Exercise materials ->
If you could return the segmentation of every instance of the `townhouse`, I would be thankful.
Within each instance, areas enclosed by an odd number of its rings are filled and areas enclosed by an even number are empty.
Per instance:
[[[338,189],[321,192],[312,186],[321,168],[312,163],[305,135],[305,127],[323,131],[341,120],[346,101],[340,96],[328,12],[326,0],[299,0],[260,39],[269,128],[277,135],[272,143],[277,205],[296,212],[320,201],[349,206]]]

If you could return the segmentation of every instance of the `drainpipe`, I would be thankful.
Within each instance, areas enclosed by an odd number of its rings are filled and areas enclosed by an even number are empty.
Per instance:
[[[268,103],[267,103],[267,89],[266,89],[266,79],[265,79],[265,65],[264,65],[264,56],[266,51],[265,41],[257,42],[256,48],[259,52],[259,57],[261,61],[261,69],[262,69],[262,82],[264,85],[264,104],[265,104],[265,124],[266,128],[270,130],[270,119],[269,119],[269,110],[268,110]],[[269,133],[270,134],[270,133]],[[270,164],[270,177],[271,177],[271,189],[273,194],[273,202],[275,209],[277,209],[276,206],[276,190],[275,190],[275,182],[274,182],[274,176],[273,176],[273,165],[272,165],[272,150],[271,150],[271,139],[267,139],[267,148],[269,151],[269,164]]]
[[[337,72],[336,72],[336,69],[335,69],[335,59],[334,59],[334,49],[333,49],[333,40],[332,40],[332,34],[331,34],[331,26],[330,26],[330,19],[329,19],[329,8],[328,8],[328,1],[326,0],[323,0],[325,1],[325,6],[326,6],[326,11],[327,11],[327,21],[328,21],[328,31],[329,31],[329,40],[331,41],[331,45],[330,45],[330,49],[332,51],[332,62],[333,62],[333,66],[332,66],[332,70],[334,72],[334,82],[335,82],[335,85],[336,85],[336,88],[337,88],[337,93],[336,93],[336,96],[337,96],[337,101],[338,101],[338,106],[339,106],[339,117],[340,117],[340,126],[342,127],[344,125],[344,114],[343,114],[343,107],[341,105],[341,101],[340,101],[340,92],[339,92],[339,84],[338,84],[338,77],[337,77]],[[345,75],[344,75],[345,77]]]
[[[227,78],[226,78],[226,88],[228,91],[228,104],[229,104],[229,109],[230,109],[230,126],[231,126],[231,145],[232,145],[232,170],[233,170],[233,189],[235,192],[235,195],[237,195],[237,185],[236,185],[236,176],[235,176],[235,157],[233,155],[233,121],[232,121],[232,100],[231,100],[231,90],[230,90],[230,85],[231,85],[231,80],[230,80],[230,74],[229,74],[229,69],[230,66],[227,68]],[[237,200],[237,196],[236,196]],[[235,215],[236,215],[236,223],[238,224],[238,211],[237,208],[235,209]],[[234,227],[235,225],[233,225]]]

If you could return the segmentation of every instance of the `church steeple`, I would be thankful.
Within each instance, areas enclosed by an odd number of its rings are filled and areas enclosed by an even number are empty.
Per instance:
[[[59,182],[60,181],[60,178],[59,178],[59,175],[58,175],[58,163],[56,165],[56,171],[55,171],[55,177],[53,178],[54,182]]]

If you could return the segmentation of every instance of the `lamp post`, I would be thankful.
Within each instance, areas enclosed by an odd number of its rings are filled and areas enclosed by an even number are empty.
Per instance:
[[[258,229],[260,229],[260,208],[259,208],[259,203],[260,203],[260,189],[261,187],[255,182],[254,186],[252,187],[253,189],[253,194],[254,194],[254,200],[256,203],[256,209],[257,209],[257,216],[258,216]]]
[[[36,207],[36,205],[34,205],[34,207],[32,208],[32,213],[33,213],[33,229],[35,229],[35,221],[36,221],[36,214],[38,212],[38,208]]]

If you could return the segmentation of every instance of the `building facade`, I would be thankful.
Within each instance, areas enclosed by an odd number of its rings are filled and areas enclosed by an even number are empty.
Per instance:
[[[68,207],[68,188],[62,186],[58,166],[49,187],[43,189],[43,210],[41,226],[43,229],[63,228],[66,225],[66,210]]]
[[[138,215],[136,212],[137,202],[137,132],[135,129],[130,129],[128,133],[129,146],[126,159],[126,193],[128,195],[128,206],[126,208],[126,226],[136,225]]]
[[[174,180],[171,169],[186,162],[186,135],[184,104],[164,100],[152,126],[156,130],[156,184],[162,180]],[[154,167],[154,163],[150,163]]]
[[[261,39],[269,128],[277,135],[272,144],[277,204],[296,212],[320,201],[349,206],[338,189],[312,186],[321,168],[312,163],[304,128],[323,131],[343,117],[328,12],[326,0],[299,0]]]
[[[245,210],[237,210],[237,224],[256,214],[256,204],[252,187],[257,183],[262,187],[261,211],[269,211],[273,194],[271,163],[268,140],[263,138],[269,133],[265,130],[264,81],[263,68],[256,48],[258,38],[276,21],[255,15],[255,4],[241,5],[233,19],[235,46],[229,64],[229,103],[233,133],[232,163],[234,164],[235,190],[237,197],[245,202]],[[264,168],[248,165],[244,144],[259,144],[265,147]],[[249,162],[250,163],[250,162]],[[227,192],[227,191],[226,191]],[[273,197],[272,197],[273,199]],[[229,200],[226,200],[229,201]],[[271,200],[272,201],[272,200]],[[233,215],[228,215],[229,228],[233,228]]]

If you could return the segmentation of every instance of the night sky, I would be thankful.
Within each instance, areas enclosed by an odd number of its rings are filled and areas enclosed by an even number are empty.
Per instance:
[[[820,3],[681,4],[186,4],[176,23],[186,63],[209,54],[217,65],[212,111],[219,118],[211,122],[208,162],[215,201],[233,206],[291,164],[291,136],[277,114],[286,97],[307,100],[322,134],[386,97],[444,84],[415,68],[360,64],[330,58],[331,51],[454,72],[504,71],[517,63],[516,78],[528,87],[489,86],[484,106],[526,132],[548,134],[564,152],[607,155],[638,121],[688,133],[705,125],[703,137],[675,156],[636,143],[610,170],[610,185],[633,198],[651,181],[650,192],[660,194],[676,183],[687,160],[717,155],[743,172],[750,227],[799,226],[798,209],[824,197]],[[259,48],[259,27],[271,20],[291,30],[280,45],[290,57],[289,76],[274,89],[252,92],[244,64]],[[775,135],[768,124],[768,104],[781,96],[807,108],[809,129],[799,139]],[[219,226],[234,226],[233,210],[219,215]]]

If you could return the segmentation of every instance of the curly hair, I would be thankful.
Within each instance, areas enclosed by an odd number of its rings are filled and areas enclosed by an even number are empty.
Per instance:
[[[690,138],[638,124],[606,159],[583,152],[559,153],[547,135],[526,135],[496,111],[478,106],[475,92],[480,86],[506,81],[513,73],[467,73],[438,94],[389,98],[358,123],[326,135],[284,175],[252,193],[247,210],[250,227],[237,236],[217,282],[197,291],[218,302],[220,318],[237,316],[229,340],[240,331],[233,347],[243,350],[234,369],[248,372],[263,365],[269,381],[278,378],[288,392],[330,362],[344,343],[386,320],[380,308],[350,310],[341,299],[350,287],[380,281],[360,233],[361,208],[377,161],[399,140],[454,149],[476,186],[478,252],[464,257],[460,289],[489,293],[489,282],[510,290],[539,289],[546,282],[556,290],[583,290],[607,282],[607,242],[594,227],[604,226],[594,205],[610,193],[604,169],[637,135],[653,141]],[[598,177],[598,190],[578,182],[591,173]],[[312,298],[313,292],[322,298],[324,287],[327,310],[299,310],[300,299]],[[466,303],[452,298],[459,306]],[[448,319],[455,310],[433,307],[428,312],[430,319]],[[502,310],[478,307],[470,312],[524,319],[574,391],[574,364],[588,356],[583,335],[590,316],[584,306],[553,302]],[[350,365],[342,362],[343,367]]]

* * *

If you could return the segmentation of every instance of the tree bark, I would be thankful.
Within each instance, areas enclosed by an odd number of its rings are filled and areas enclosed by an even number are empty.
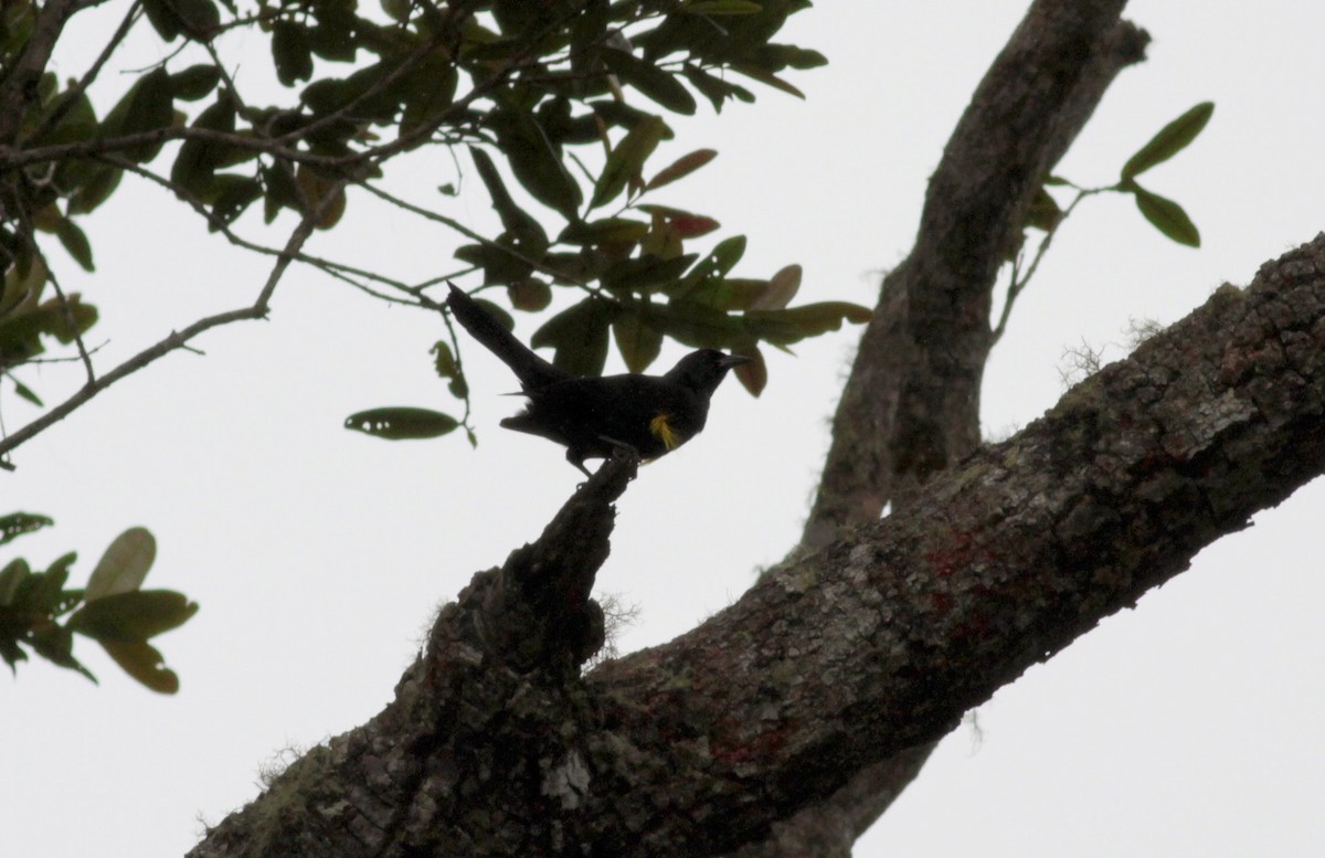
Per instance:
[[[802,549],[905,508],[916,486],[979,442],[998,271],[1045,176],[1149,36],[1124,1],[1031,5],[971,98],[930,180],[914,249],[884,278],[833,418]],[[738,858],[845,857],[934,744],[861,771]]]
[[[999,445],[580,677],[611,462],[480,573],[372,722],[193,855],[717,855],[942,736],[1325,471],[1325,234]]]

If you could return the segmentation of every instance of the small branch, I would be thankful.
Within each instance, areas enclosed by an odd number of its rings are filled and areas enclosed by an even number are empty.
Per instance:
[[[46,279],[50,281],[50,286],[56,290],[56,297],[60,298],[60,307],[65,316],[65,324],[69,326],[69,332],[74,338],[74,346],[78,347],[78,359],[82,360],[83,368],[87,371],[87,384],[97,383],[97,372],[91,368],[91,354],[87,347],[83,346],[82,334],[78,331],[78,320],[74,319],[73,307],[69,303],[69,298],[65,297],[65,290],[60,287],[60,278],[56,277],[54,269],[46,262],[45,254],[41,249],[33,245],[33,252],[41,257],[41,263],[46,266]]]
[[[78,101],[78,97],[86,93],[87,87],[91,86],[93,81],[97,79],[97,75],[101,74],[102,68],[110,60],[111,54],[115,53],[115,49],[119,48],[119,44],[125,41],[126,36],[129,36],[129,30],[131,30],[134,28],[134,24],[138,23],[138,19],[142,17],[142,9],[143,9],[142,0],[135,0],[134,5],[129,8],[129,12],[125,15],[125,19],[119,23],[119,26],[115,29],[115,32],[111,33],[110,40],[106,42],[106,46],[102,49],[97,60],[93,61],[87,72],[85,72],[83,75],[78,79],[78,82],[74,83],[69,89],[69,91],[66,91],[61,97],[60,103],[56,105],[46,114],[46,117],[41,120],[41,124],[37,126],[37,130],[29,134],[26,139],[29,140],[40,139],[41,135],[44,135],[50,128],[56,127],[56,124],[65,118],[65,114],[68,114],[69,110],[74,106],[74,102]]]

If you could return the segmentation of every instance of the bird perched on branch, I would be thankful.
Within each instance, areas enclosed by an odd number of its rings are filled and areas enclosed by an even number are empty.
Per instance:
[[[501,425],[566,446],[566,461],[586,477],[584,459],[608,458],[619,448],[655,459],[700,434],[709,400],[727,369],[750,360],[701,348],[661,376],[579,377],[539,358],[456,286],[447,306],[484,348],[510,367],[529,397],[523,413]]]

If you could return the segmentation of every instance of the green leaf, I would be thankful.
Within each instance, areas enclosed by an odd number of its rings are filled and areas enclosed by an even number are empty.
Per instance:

...

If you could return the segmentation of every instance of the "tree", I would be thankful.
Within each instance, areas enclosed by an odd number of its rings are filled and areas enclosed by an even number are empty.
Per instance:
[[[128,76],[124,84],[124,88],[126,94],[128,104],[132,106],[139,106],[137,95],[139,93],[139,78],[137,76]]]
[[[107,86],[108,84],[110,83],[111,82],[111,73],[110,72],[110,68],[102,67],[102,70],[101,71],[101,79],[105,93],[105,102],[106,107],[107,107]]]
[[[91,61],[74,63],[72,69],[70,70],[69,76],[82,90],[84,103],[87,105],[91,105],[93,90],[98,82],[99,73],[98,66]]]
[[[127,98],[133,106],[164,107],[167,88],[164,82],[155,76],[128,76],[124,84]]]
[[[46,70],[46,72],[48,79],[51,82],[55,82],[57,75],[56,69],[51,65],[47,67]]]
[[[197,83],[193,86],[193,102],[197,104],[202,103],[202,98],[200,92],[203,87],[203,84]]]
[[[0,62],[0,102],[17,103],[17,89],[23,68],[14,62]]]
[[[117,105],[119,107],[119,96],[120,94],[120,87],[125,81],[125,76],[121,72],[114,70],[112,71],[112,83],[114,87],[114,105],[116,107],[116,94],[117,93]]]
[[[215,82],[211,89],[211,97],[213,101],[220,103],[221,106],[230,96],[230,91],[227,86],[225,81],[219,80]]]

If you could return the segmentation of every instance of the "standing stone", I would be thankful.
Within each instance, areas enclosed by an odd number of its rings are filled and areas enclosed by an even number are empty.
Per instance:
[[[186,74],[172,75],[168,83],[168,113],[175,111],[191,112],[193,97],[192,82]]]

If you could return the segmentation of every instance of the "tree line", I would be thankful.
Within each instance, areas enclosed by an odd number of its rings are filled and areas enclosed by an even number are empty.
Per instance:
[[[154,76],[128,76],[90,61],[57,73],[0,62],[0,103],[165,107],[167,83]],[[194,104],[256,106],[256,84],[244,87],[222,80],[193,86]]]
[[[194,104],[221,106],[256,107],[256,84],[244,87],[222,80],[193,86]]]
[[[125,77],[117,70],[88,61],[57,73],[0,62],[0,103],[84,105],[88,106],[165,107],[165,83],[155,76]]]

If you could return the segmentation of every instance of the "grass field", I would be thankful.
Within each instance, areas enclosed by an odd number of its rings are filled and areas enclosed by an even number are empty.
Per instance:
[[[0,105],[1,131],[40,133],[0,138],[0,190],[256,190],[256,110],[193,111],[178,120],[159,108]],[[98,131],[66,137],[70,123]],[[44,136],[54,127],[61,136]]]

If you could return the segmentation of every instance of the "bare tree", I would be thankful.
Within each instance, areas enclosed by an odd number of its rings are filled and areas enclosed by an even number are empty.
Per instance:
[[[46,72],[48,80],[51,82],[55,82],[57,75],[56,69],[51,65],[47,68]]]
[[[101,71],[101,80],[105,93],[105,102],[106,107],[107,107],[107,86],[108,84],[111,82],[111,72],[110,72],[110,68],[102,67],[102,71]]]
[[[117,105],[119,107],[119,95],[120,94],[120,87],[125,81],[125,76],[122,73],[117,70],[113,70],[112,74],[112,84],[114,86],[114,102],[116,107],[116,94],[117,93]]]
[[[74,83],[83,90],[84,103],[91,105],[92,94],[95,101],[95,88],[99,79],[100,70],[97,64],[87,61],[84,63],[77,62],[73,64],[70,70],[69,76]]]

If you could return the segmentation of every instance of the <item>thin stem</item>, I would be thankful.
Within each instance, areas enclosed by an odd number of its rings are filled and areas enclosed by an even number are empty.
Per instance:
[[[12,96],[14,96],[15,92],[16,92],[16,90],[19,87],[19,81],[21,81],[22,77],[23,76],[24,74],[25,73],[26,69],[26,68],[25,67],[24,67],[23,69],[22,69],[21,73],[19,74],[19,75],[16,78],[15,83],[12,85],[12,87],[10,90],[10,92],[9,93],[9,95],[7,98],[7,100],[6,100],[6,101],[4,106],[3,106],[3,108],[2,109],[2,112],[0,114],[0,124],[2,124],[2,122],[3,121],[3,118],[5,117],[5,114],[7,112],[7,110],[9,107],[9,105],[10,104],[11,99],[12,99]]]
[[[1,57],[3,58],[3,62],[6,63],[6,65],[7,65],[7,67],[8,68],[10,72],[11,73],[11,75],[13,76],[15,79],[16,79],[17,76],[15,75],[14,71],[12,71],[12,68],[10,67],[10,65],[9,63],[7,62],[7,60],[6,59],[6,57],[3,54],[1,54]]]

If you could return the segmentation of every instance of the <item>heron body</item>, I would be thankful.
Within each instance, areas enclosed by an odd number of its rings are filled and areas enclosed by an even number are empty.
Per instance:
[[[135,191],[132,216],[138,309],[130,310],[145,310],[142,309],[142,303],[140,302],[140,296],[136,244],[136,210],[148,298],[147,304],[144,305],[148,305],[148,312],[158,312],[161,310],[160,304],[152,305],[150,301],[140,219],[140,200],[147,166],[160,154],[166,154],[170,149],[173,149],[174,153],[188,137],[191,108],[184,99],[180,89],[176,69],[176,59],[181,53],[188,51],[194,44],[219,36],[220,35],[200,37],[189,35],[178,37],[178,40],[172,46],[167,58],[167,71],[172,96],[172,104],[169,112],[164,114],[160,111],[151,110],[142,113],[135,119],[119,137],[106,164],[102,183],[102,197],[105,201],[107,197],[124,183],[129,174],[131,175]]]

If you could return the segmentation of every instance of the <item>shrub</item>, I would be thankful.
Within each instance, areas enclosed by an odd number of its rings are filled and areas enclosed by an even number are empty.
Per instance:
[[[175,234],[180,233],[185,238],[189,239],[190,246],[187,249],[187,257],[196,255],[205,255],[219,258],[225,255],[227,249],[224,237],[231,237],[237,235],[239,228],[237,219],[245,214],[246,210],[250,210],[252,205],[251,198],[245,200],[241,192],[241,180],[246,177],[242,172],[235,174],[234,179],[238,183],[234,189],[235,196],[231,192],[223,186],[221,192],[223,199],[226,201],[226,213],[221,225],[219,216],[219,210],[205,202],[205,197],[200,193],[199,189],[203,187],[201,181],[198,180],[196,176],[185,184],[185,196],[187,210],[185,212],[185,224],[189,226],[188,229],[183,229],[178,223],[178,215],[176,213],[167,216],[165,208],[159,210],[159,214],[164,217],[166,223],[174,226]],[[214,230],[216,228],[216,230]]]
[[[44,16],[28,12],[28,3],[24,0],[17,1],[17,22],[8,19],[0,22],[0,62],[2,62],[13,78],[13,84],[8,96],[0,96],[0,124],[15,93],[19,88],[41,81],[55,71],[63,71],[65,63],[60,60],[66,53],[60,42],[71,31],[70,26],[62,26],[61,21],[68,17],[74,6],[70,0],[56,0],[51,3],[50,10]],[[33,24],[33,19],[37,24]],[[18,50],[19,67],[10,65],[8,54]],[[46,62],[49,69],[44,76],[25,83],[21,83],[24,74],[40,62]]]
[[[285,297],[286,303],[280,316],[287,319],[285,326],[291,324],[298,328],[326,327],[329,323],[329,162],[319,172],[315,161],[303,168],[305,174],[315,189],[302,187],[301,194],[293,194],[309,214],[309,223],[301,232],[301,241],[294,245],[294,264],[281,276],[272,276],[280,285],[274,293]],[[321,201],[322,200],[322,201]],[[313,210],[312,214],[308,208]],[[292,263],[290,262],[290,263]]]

Instruction -> Count the lines in the rows above that contain the string "tree", where case must match, and reply with that number only.

Exercise response -> 4